**Material provided:**
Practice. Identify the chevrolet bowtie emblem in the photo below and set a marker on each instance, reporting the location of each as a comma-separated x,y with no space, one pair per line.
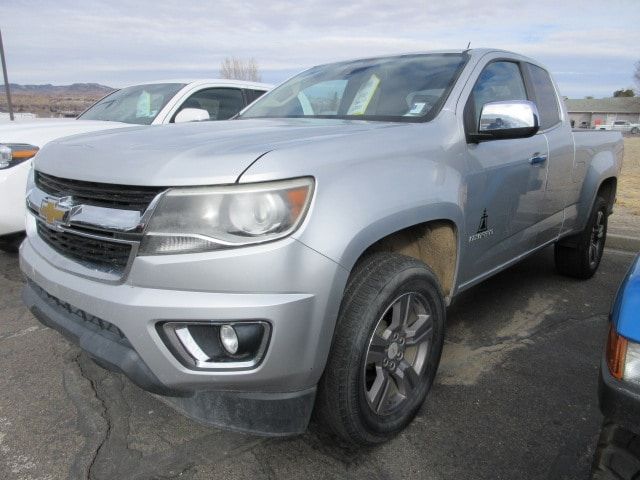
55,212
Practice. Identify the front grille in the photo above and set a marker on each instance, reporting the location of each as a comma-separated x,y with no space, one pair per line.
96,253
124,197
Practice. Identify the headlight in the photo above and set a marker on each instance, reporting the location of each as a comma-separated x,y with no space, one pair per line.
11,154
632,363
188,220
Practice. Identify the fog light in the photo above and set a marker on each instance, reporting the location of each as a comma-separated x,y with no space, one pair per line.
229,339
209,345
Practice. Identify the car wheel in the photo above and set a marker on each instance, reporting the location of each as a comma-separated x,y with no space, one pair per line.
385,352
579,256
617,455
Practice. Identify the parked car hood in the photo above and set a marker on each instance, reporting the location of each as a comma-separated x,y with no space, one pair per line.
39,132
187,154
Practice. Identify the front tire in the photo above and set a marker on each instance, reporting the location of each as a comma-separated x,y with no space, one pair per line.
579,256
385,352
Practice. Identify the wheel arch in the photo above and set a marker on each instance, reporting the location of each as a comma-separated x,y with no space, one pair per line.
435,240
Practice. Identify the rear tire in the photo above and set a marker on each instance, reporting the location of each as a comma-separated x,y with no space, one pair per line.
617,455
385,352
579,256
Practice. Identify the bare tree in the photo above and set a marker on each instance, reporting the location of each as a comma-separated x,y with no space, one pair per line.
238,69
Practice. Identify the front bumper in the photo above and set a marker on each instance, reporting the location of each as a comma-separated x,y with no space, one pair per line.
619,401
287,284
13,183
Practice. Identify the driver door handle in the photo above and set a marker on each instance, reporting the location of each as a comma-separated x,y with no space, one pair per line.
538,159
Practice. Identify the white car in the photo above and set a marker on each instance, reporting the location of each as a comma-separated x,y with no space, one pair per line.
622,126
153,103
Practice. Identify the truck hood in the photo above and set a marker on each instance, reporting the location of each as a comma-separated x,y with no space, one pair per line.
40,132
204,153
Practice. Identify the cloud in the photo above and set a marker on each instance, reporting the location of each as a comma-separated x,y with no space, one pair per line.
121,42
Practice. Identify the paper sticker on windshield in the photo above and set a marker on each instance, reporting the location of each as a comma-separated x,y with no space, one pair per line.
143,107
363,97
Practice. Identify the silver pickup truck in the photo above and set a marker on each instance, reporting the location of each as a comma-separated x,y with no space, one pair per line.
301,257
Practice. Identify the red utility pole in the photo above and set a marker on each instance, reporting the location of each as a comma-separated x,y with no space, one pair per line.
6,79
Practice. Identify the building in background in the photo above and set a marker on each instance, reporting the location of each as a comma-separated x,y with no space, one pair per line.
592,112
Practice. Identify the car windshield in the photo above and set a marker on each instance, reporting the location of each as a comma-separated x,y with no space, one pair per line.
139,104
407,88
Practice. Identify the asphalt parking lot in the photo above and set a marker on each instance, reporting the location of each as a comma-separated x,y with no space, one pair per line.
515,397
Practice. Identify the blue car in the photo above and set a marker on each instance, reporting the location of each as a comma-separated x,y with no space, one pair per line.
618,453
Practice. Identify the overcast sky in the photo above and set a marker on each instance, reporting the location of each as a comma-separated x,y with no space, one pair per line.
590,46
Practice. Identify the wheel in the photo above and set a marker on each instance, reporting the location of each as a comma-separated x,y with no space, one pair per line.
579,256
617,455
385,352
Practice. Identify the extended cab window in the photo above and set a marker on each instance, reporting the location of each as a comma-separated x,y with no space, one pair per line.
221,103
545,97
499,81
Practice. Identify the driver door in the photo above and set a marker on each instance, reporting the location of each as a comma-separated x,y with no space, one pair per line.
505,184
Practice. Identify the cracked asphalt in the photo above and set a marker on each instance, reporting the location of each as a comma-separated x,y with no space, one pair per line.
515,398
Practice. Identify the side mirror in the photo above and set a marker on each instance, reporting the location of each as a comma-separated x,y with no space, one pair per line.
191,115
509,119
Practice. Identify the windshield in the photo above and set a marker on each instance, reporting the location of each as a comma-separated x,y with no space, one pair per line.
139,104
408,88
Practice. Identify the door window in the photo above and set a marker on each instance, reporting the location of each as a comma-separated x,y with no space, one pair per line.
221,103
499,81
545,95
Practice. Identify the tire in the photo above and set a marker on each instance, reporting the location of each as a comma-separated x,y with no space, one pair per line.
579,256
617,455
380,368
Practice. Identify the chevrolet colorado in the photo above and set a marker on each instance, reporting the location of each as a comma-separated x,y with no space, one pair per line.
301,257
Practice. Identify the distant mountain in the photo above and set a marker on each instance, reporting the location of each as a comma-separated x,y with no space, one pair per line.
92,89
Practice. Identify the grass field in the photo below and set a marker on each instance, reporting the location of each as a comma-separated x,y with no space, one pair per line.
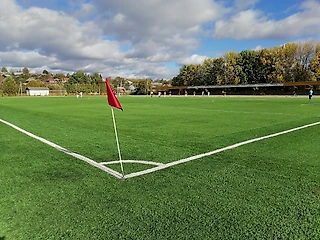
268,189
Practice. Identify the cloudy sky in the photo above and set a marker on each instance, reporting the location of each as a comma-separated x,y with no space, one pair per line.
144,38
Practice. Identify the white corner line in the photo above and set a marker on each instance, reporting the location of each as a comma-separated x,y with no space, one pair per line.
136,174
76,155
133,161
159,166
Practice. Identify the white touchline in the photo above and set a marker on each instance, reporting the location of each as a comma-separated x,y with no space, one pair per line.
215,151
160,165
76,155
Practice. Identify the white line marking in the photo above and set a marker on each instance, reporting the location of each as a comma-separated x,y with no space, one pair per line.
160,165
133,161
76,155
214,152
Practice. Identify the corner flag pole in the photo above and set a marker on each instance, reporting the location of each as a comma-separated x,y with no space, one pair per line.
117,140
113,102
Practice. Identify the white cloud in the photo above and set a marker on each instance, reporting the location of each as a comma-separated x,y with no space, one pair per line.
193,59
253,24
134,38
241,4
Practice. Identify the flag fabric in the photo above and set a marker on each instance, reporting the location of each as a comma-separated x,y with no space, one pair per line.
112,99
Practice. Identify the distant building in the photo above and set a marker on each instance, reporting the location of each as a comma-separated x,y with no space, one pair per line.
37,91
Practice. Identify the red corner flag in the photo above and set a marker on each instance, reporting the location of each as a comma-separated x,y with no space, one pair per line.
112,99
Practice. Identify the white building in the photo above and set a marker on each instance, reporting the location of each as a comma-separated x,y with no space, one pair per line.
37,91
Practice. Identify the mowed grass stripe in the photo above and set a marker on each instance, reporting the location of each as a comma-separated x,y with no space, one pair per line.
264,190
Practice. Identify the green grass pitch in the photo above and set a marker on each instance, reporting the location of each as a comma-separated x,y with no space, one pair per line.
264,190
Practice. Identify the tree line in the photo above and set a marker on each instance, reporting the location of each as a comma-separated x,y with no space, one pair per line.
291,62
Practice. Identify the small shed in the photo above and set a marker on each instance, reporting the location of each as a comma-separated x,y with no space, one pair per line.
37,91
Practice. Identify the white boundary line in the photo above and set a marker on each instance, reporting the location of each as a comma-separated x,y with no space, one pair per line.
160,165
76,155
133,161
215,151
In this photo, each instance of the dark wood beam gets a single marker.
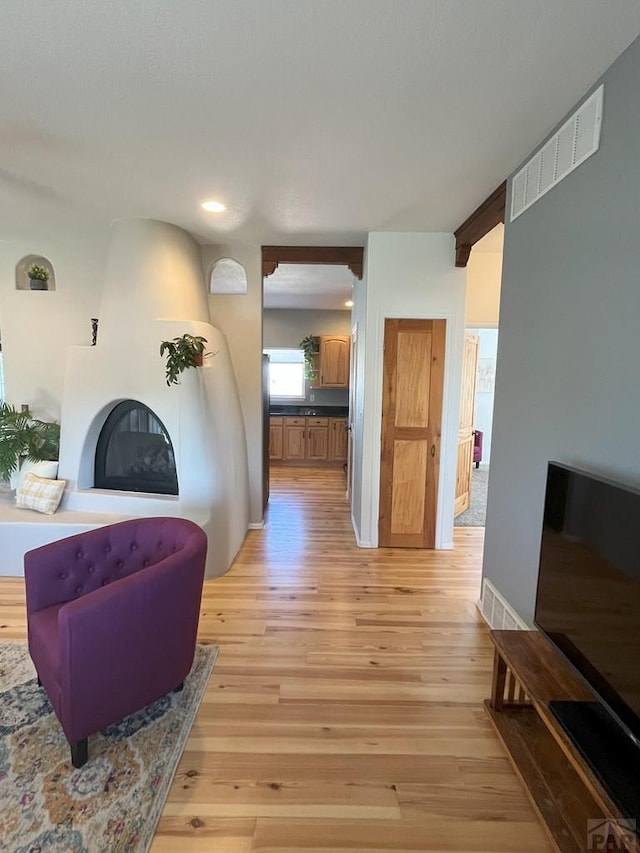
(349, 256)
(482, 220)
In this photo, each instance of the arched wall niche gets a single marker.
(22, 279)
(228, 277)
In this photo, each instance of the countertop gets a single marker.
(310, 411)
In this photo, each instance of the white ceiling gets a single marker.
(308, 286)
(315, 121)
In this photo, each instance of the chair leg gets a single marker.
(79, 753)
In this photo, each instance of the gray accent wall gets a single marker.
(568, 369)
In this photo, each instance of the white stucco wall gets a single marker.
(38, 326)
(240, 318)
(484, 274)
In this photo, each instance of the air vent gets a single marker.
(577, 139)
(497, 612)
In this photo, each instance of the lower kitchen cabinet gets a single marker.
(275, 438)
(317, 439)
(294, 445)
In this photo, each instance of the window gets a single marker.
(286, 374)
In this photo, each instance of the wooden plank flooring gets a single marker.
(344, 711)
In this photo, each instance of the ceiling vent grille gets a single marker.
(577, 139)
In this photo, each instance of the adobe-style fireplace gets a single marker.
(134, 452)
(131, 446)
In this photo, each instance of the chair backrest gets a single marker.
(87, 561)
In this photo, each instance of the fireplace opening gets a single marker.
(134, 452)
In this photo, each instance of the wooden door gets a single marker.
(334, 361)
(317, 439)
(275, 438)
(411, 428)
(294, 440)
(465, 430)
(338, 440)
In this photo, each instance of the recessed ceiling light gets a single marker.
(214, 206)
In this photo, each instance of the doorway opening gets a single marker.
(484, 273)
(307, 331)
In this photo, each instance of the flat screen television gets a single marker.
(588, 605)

**Directive:** Output exactly the lines above, from the one holding "In this photo, each instance of the chair backrest" through the end of the data, including the first and last.

**Output below:**
In this photo, each instance of the chair backrest gets a single marker.
(87, 561)
In this photo, each instance of the fireplace opening gets a single marker.
(134, 452)
In this photo, each instance of the wooden door gets a single marker.
(334, 361)
(317, 439)
(275, 438)
(411, 428)
(294, 440)
(465, 430)
(338, 440)
In this photo, each instance of the recessed ceiling light gets a single marker.
(214, 206)
In this photo, each instance of the doorway opening gets a single marker.
(484, 273)
(307, 331)
In this photo, each instance of the flat screen television gets a single marker.
(588, 605)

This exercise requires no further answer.